- _Work to do_:
Gather every line in the items below that contains the string "moss".

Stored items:
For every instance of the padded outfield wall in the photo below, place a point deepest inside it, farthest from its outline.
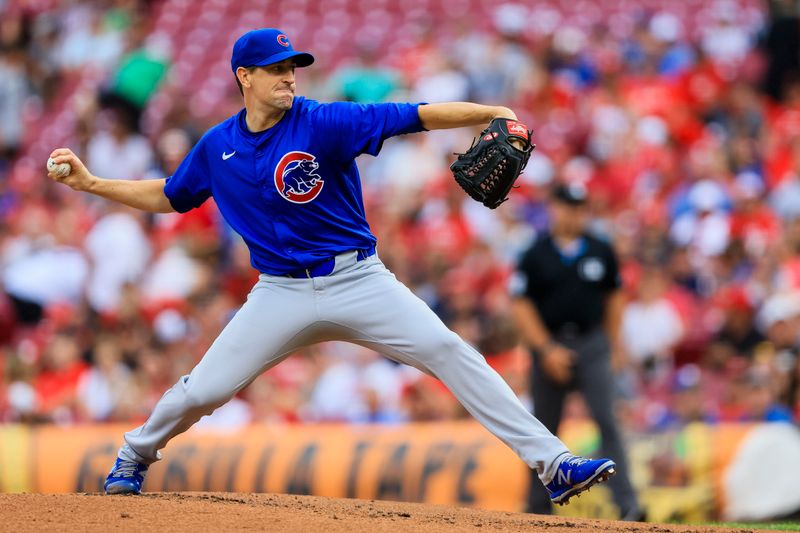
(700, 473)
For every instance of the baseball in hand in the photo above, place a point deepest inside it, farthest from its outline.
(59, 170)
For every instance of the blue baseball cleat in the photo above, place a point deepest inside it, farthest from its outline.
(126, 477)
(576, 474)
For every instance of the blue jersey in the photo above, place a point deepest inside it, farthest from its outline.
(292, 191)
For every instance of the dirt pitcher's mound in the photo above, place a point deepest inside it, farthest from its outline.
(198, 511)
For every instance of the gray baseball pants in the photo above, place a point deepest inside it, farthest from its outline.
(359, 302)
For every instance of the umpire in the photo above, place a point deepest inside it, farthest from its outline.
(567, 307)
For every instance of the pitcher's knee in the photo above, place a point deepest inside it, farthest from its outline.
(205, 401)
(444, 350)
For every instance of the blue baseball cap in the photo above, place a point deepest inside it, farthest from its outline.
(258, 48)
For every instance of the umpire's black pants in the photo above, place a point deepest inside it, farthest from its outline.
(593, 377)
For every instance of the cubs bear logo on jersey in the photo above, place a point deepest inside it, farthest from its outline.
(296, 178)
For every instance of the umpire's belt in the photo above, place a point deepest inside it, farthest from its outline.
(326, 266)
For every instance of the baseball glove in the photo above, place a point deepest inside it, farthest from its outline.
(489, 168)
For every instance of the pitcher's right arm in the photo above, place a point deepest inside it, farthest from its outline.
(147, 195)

--

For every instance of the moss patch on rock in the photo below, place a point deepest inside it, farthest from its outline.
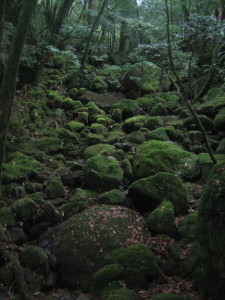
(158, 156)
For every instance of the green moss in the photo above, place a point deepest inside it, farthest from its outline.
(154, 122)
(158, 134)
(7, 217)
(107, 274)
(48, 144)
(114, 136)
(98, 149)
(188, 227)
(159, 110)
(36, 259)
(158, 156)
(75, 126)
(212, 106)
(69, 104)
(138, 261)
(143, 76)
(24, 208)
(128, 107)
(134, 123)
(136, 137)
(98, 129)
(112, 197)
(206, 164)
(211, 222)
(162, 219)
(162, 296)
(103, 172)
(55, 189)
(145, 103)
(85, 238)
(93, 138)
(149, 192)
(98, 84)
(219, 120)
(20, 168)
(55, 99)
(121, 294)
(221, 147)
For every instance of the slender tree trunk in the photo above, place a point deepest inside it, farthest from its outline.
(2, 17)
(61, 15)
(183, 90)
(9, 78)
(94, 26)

- _Solution for this problem_:
For every instance of the moss patch on rock in the photo below, place a point deepest inside it, farthest from its outline.
For every instance of the green moss in the photo above, place a point deepest inside it, farthest from its outline.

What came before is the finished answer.